Work to be completed
The entries that follow should be written out exactly.
— Start Dataset content —
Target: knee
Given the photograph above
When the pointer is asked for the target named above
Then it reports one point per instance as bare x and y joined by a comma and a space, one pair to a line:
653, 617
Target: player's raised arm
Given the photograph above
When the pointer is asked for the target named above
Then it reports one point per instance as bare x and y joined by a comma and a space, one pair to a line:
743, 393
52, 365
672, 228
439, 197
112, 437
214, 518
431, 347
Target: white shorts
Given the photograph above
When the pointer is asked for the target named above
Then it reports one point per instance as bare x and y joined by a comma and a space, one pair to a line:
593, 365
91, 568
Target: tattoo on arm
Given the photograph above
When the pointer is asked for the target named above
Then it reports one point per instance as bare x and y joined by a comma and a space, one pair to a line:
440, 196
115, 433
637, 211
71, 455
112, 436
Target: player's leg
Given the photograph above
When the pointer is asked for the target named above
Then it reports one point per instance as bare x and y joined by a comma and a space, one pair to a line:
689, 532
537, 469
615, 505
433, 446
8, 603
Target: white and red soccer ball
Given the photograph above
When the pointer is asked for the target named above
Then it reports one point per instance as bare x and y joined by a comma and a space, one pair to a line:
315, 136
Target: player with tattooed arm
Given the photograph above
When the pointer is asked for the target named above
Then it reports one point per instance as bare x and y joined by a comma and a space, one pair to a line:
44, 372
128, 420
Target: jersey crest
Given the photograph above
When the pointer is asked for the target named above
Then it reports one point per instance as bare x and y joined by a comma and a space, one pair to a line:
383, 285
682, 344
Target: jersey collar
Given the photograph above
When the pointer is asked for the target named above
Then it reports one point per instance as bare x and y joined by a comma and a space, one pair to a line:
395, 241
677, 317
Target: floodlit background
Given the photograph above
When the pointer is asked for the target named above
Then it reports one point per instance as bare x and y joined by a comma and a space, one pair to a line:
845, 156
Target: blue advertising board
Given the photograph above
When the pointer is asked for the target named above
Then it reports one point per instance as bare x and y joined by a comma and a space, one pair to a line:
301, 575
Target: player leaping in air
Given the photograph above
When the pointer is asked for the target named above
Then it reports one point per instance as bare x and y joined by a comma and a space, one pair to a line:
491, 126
— End Dataset content —
Written response
Target: knee
Given the photograph above
When the pointer is asked for the target named above
Then it reports one point per instance as bare x and y joined by a comma and a space, one pair to a line:
653, 617
Target: player's raised arm
Given the photograph above
When the pointer is asked for the target named above
Then it reports one point per instance as bare x and y joined by a comma and a space, one pair to a line:
743, 393
52, 365
672, 228
439, 197
112, 437
214, 518
431, 347
Target: white shorts
Given the photograph above
When the pointer is asked for the target named above
Then it reports one point per instance as bare x and y joined by a comma and a space, one pair to a line:
593, 365
91, 568
Target: tattoo on arm
Given the photograph above
When the pointer is asked for the target named above
Then it reports one point per instance as bare x and y joined by a comma and a space, one pair to a line:
440, 196
115, 433
637, 211
71, 455
112, 436
Target: player's leg
Given the photograph above
When the pointer is asked for the target named above
Then it reports one point per instance as bare x and y joined by a comma and a space, one pair to a line:
689, 532
537, 469
615, 505
433, 446
8, 603
Target: white and red soccer ball
Given the photograph above
When the pointer is asked for the target named above
Then it reports one point per instance as bare x and y joined by a comma and a space, one pair to a line:
315, 136
Target: player with tattooed arm
Given the photograph above
When the pointer is asked for the target named above
Then it reports one point per instance as bare x and y joined by a comma and a space, one pair to a line:
44, 372
128, 420
Target: jersey crest
Given the photograph above
When the pointer is asked for the target named above
Then it reports one point per instance as bare x and y joined by a comma and a space, one pair to a line:
383, 285
682, 344
Target: jersey collar
Given the photograph above
When the pointer is asked for the target named above
Then it reports one point per instance as bare x and y joined by a comma and a space, one pair to a line:
395, 241
677, 317
Target: floodlit background
Given the photograph above
When the pointer is asked for the target named above
Then it reports one point per instance as bare x and y joined by a comma and a space, one pair to a line:
845, 156
Target: blue advertising board
Given the photograph above
When the pointer is asked for the target named above
Then it reports one point per instance as bare x and y joined by a comma and a space, one pair to a line:
301, 575
Target: player leaping in air
Given the photograph above
When the pointer is asked for the target named above
Then it reports one point per instance as bare x and y joined by a comma and a space, one pair to a line:
491, 126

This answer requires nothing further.